Supplied passage =
The following discussion and analysis of our financial condition and results of
operations should be read in conjunction with our audited financial statements
and the notes related thereto which are included in "Item 8. Financial
Statements and Supplementary Data" of this Annual Report. Certain information
contained in the discussion and analysis set forth below includes
forward-looking statements. Our actual results may differ materially from those
anticipated in these forward-looking statements as a result of many factors,
including those set forth under "Cautionary Note Regarding Forward-Looking
Statements," "Item 1A. Risk Factors" and elsewhere in this Annual Report.
Overview
We are a blank check company incorporated on July 23, 2020 as a Delaware
corporation and formed for the purpose of entering into a merger, share
exchange, asset acquisition, stock purchase, recapitalization, reorganization or
similar business combination with one or more businesses or entities. We intend
to effectuate our initial business combination using cash from the proceeds of
the initial public offering and the sale of the private warrants, our capital
stock, debt or a combination of cash, stock and debt.
We expect to continue to incur significant costs in the pursuit of our
acquisition plans. We cannot assure you that our plans to complete a business
combination will be successful.
Extension
On September 29, 2022, our stockholders approved a Charter Amendment and Trust
Amendment, in each case to allow us to extend the Combination Period for an
additional three months, from October 5, 2022 to January 5, 2023, by depositing
into the trust account $350,000 for the three-month extension, and thereafter to
extend the Combination Period up to six (6) times by an additional month each
time (or up to July 5, 2023) by depositing into the trust account $120,000 for
each additional month extension. Pursuant to the Trust Agreement, on October 4,
2022, the co-sponsors deposited $350,000 into the trust account to extend the
Combination Period to January 5, 2023 and, thereafter, deposited an aggregate of
$480,000 into the trust account to extend the Combination Period to May 5, 2023,
the current mandatory liquidation date.

Requirement 1 = In the annual report excerpt, what amount did the co-sponsors deposit into the trust account on October 4, 2022?
Requirement 2 = Repeat word for word the portion of the annual report excerpt starting at "The following discussion" and ending at "in this Annual Report.".

Material =

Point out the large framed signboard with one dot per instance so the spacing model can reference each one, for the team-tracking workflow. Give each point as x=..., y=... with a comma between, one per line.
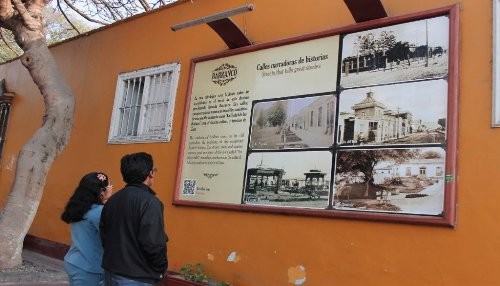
x=357, y=122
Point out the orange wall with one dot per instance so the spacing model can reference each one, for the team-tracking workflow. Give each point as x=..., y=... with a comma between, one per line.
x=332, y=251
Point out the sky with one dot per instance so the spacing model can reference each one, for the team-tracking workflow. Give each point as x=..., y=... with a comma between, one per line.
x=426, y=100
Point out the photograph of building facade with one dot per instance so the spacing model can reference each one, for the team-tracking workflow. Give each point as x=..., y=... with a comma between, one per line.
x=371, y=116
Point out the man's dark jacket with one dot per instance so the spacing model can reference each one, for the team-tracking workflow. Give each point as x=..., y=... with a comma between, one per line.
x=133, y=234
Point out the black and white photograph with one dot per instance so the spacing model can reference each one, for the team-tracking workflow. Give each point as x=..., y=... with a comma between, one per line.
x=404, y=52
x=293, y=123
x=291, y=179
x=408, y=113
x=409, y=181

Complete answer 1 = $350,000

Complete answer 2 =
The following discussion and analysis of our financial condition and results of
operations should be read in conjunction with our audited financial statements
and the notes related thereto which are included in "Item 8. Financial
Statements and Supplementary Data" of this Annual Report. Certain information
contained in the discussion and analysis set forth below includes
forward-looking statements. Our actual results may differ materially from those
anticipated in these forward-looking statements as a result of many factors,
including those set forth under "Cautionary Note Regarding Forward-Looking
Statements," "Item 1A. Risk Factors" and elsewhere in this Annual Report.